» SHORT PROBLEM: Reproduce verbatim all lines of the items from the line containing "[mask] **rock** -> every instance" down to the line containing "256 96 L 256", including both of those lines.

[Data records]

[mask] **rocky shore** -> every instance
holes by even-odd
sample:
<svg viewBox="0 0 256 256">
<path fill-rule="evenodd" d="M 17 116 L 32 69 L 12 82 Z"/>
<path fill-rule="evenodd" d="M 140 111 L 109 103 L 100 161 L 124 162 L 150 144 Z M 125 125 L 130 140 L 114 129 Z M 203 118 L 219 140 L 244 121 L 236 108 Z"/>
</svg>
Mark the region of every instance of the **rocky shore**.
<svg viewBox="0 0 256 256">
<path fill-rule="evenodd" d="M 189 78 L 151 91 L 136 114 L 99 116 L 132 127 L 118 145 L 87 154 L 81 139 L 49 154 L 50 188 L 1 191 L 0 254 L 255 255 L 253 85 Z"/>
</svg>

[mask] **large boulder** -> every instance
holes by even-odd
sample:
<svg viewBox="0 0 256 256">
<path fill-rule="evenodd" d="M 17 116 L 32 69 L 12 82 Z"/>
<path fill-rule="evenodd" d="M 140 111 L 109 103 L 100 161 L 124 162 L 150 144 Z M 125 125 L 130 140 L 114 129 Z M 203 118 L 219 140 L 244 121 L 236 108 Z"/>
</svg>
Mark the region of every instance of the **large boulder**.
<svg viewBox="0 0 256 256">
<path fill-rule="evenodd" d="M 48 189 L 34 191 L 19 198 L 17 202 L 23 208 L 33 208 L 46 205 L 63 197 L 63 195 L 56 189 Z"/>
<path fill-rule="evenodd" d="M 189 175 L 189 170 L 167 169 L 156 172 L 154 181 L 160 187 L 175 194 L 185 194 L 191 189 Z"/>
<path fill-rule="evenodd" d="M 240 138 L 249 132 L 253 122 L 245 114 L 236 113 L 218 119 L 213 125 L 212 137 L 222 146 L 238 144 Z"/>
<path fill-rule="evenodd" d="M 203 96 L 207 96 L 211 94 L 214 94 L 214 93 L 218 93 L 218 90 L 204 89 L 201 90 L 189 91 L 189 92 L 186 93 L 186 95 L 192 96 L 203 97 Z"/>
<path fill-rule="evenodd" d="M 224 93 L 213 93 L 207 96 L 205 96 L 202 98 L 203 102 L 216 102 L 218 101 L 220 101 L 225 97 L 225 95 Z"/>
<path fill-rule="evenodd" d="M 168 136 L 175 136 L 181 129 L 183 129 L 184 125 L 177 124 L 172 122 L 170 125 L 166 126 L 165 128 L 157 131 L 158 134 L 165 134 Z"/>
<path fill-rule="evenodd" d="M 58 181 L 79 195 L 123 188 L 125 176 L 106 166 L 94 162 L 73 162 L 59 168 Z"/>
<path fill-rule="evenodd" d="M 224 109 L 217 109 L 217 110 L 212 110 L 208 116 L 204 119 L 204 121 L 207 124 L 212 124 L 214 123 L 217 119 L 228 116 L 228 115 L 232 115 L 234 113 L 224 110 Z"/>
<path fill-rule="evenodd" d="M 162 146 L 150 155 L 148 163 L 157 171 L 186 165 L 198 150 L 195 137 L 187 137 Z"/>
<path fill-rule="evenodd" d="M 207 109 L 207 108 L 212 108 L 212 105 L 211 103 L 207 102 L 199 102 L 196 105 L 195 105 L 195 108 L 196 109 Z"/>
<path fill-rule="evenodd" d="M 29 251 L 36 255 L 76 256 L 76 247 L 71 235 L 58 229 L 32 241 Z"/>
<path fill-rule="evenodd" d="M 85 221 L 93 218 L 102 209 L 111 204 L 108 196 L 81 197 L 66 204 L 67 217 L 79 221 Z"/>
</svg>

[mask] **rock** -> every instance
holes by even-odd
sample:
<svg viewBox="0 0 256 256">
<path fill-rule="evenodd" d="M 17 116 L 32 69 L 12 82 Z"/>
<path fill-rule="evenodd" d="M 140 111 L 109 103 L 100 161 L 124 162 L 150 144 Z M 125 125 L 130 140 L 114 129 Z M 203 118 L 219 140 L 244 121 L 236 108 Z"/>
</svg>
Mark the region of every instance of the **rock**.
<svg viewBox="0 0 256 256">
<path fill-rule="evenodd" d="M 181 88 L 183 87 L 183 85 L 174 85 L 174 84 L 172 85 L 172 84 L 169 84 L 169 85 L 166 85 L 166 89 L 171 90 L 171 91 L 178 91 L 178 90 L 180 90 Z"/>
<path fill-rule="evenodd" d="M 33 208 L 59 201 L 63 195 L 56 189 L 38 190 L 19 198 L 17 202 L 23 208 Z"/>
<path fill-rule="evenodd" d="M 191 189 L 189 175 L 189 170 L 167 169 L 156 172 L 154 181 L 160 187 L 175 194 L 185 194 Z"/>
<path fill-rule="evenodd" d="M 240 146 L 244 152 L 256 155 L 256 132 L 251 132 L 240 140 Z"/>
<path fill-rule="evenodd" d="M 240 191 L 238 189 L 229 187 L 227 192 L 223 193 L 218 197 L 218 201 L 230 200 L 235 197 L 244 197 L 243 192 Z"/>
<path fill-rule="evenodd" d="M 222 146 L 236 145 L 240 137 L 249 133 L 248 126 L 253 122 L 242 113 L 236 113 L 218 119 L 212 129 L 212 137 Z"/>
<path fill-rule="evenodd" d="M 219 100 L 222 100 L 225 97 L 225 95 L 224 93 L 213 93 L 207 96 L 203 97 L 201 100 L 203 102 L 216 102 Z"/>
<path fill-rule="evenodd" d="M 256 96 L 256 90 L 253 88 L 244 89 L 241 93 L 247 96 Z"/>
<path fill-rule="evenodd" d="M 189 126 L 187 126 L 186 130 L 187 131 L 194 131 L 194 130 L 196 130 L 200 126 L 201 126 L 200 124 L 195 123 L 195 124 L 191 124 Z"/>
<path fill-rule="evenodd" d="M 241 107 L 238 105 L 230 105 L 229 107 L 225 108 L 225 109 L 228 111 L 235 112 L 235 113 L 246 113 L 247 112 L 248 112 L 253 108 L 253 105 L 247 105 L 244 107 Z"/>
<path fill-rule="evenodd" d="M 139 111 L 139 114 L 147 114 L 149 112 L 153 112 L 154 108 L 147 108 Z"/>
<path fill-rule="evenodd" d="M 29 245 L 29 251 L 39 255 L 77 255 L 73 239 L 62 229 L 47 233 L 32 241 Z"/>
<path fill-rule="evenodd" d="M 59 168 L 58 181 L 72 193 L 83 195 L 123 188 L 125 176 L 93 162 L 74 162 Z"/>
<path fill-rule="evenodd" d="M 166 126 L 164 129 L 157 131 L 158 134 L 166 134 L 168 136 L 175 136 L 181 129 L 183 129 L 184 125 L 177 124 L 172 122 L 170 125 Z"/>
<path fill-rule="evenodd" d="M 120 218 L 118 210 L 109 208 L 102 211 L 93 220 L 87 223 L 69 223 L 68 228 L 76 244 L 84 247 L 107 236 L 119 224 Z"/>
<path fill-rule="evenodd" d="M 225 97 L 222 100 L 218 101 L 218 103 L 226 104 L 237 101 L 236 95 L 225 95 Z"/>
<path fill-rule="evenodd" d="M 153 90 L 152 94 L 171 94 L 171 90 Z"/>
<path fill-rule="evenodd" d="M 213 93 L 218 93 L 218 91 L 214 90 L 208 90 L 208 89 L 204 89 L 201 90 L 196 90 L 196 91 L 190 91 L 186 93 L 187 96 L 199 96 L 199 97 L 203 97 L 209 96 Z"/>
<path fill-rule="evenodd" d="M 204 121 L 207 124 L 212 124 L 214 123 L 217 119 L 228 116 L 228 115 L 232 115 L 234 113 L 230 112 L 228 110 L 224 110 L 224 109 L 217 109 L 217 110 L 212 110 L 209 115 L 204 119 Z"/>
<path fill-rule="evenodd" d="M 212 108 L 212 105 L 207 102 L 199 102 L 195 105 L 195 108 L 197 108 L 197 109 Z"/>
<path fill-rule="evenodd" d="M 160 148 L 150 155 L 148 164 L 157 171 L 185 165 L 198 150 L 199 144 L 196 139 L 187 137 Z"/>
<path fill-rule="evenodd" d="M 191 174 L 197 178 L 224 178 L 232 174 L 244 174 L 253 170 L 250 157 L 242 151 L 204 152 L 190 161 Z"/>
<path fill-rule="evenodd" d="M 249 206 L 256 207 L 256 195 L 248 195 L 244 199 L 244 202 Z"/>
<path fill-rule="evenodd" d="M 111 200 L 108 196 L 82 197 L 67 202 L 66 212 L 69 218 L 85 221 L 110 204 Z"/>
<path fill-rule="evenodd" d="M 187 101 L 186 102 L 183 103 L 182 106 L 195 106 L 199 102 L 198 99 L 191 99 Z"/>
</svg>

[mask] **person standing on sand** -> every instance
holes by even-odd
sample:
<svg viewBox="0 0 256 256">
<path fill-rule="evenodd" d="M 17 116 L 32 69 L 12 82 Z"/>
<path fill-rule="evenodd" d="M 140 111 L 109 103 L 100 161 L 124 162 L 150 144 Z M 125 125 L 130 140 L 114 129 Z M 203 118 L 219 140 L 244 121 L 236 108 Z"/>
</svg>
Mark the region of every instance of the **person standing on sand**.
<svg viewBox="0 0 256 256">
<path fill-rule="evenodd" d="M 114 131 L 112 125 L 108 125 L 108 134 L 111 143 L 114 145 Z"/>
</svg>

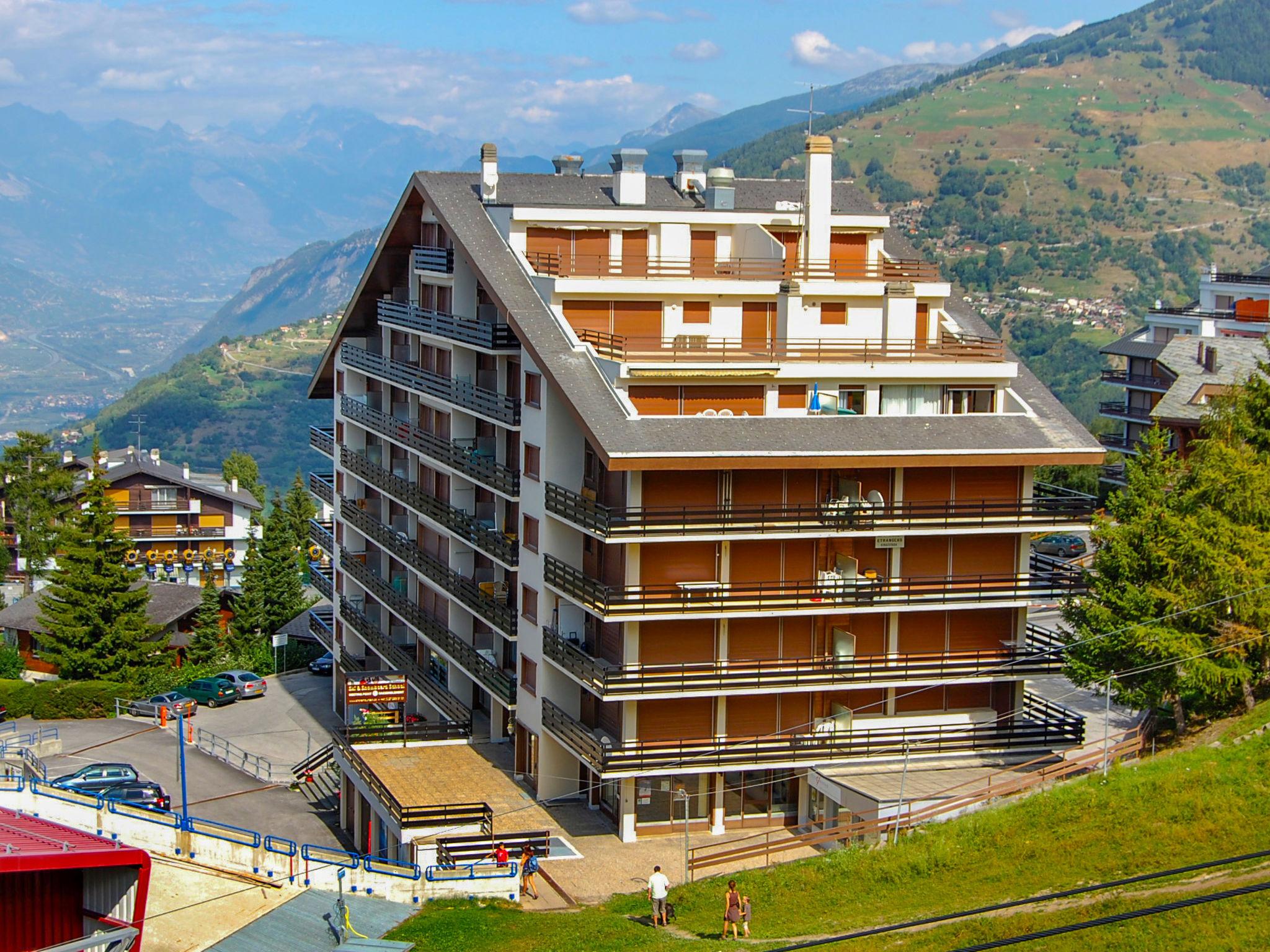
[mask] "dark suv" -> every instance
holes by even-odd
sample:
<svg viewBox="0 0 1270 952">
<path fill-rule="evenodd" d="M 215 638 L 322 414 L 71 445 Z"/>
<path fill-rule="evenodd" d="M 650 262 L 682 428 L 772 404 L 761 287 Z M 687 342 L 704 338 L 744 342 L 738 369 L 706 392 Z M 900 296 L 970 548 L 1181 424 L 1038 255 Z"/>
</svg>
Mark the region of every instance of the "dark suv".
<svg viewBox="0 0 1270 952">
<path fill-rule="evenodd" d="M 136 779 L 137 770 L 132 764 L 89 764 L 75 773 L 58 777 L 52 783 L 56 787 L 81 790 L 85 793 L 100 793 L 103 790 L 132 783 Z"/>
<path fill-rule="evenodd" d="M 171 810 L 171 797 L 163 792 L 163 787 L 150 781 L 131 781 L 118 783 L 102 791 L 107 800 L 119 800 L 132 806 L 145 806 L 151 810 Z"/>
</svg>

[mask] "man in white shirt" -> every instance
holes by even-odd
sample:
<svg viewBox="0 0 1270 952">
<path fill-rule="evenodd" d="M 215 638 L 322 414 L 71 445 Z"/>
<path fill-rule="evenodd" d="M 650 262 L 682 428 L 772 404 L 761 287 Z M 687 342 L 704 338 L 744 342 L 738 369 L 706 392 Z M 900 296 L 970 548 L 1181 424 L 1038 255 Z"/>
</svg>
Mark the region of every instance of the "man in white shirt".
<svg viewBox="0 0 1270 952">
<path fill-rule="evenodd" d="M 657 916 L 662 916 L 662 925 L 665 925 L 665 897 L 671 895 L 671 881 L 665 878 L 660 866 L 653 867 L 653 875 L 648 877 L 648 899 L 653 904 L 653 928 L 657 928 Z"/>
</svg>

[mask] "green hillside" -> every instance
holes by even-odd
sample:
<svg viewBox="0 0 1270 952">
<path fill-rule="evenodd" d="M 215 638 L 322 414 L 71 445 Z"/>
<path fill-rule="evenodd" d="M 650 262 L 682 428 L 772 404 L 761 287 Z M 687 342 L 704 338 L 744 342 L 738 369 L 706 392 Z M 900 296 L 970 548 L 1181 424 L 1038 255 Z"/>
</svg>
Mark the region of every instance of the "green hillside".
<svg viewBox="0 0 1270 952">
<path fill-rule="evenodd" d="M 105 447 L 133 442 L 130 420 L 140 413 L 144 447 L 196 470 L 220 470 L 234 449 L 255 457 L 271 489 L 284 489 L 297 467 L 329 468 L 309 448 L 309 426 L 330 423 L 330 404 L 306 391 L 334 330 L 318 317 L 184 357 L 102 410 L 84 426 L 83 446 L 94 434 Z"/>
<path fill-rule="evenodd" d="M 1270 0 L 1158 0 L 826 117 L 839 174 L 906 209 L 970 291 L 1038 287 L 1134 308 L 1270 249 Z M 800 175 L 801 132 L 725 152 Z"/>
</svg>

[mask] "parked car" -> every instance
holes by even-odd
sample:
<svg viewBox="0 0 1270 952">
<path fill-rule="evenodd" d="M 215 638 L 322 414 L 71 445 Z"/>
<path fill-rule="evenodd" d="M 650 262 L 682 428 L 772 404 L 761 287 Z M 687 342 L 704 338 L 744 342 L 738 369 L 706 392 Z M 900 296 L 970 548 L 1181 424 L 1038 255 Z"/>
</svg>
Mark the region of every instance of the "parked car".
<svg viewBox="0 0 1270 952">
<path fill-rule="evenodd" d="M 208 707 L 232 704 L 237 701 L 237 688 L 224 678 L 199 678 L 198 680 L 192 680 L 180 689 L 180 693 Z"/>
<path fill-rule="evenodd" d="M 264 697 L 264 689 L 269 687 L 264 678 L 251 671 L 221 671 L 216 677 L 237 688 L 239 697 Z"/>
<path fill-rule="evenodd" d="M 130 781 L 117 783 L 102 791 L 107 800 L 119 800 L 132 806 L 145 806 L 152 810 L 171 810 L 171 797 L 164 793 L 163 787 L 150 781 Z"/>
<path fill-rule="evenodd" d="M 1039 539 L 1034 539 L 1033 551 L 1067 559 L 1073 555 L 1085 555 L 1090 551 L 1090 547 L 1085 545 L 1085 539 L 1080 536 L 1052 532 L 1049 536 L 1041 536 Z"/>
<path fill-rule="evenodd" d="M 198 702 L 192 697 L 185 697 L 179 691 L 169 691 L 166 694 L 155 694 L 145 701 L 133 701 L 128 704 L 128 713 L 133 717 L 157 717 L 161 710 L 168 710 L 169 717 L 180 715 L 193 717 L 198 711 Z"/>
<path fill-rule="evenodd" d="M 52 781 L 56 787 L 79 790 L 85 793 L 100 793 L 103 790 L 131 783 L 137 779 L 137 768 L 132 764 L 89 764 L 75 773 L 62 774 Z"/>
</svg>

» RESPONSE TO THE EXERCISE:
[mask] **rock** -> every instance
holes by even-odd
sample:
<svg viewBox="0 0 256 256">
<path fill-rule="evenodd" d="M 17 116 L 32 69 L 12 82 Z"/>
<path fill-rule="evenodd" d="M 140 111 L 109 103 L 100 161 L 124 162 L 150 144 Z M 125 125 L 130 140 L 114 129 Z M 203 118 L 219 140 L 244 121 L 236 108 Z"/>
</svg>
Mark the region of every instance of the **rock**.
<svg viewBox="0 0 256 256">
<path fill-rule="evenodd" d="M 181 88 L 183 87 L 183 85 L 174 85 L 174 84 L 172 85 L 172 84 L 169 84 L 169 85 L 166 85 L 166 89 L 171 90 L 171 91 L 178 91 L 178 90 L 180 90 Z"/>
<path fill-rule="evenodd" d="M 33 208 L 59 201 L 63 195 L 56 189 L 38 190 L 19 198 L 17 202 L 23 208 Z"/>
<path fill-rule="evenodd" d="M 191 189 L 189 175 L 189 170 L 167 169 L 156 172 L 154 181 L 160 187 L 175 194 L 185 194 Z"/>
<path fill-rule="evenodd" d="M 240 146 L 244 152 L 256 155 L 256 132 L 251 132 L 240 140 Z"/>
<path fill-rule="evenodd" d="M 240 191 L 238 189 L 229 187 L 227 192 L 223 193 L 218 197 L 218 201 L 230 200 L 235 197 L 244 197 L 243 192 Z"/>
<path fill-rule="evenodd" d="M 222 146 L 236 145 L 240 137 L 249 133 L 248 126 L 253 122 L 242 113 L 236 113 L 218 119 L 212 129 L 212 137 Z"/>
<path fill-rule="evenodd" d="M 219 100 L 222 100 L 225 97 L 225 95 L 224 93 L 213 93 L 207 96 L 203 97 L 201 100 L 203 102 L 216 102 Z"/>
<path fill-rule="evenodd" d="M 256 96 L 256 90 L 253 88 L 244 89 L 241 93 L 247 96 Z"/>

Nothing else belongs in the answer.